Task details - Format every line of the entries below as a numbered list, skipping blank lines and omitting the pictures.

Saved entries
########

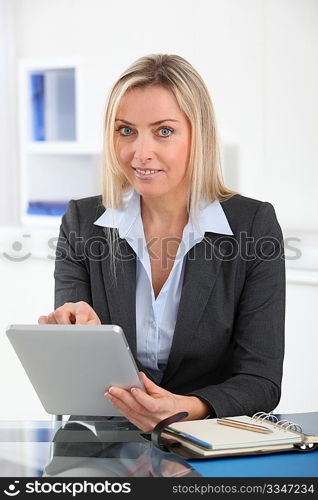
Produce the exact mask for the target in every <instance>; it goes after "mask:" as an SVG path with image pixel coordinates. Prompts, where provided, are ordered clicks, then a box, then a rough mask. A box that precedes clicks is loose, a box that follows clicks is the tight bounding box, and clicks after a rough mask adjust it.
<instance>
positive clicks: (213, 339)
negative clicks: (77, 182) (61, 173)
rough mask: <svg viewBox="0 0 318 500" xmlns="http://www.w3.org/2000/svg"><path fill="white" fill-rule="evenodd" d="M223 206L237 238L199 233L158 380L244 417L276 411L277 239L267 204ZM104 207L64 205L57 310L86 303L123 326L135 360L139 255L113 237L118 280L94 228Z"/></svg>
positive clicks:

########

Result below -
1. Produce the exact mask for the target in every <instance>; it goes after "mask:" as an SVG path with image pixel coordinates. Prompts, where provided, are ordered clicks, then a box, then a rough mask. A box that precedes clicks is loose, a box that follows clicks is the tight bounding box, and clicks after a rough mask adjust it.
2. <instance>
3. positive clicks: (213, 339)
4. negative clicks: (77, 182) (61, 173)
5. rough mask: <svg viewBox="0 0 318 500" xmlns="http://www.w3.org/2000/svg"><path fill="white" fill-rule="evenodd" d="M223 206L237 238L199 233L158 380L244 417L276 411L277 239L267 204ZM104 207L64 205L57 310L86 303L123 326L135 360L139 255L113 237L118 280L94 228Z"/></svg>
6. positive clicks:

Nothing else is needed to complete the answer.